Records on locating named things:

+ + + +

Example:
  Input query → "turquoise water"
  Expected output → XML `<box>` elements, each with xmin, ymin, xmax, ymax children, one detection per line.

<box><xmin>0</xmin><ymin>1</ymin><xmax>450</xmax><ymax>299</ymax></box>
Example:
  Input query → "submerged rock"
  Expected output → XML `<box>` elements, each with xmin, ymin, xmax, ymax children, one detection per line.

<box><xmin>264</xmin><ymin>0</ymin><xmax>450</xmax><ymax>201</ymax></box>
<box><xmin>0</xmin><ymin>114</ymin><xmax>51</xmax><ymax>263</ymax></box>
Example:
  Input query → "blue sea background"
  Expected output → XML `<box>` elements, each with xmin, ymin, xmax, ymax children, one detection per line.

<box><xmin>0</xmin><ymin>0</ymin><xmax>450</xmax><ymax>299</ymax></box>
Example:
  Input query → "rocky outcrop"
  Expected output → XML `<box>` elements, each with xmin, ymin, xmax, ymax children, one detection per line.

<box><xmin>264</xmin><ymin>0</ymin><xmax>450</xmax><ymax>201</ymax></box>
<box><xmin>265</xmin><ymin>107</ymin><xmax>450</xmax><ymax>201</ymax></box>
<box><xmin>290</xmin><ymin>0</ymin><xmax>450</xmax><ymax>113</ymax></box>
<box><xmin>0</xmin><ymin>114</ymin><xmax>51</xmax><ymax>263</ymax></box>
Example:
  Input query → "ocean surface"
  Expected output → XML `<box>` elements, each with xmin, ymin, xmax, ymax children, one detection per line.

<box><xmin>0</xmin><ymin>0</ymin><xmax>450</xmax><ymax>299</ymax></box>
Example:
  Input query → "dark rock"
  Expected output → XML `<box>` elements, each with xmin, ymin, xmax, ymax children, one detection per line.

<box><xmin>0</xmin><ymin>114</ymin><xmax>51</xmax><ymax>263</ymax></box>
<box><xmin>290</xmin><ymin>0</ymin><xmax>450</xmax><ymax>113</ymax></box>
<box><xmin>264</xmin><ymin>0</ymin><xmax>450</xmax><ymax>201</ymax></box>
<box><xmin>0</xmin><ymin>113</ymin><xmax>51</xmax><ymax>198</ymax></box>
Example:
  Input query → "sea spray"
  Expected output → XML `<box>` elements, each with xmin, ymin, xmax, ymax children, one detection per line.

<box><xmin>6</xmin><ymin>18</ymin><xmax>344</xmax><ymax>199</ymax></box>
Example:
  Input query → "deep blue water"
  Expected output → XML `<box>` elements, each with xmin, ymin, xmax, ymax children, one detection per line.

+ + + +

▶ [Aim of the task] List every line of the records above that contains the word "water", matching case exactly.

▶ [Answer to the task]
  Input query → "turquoise water"
  Input query → "deep blue water"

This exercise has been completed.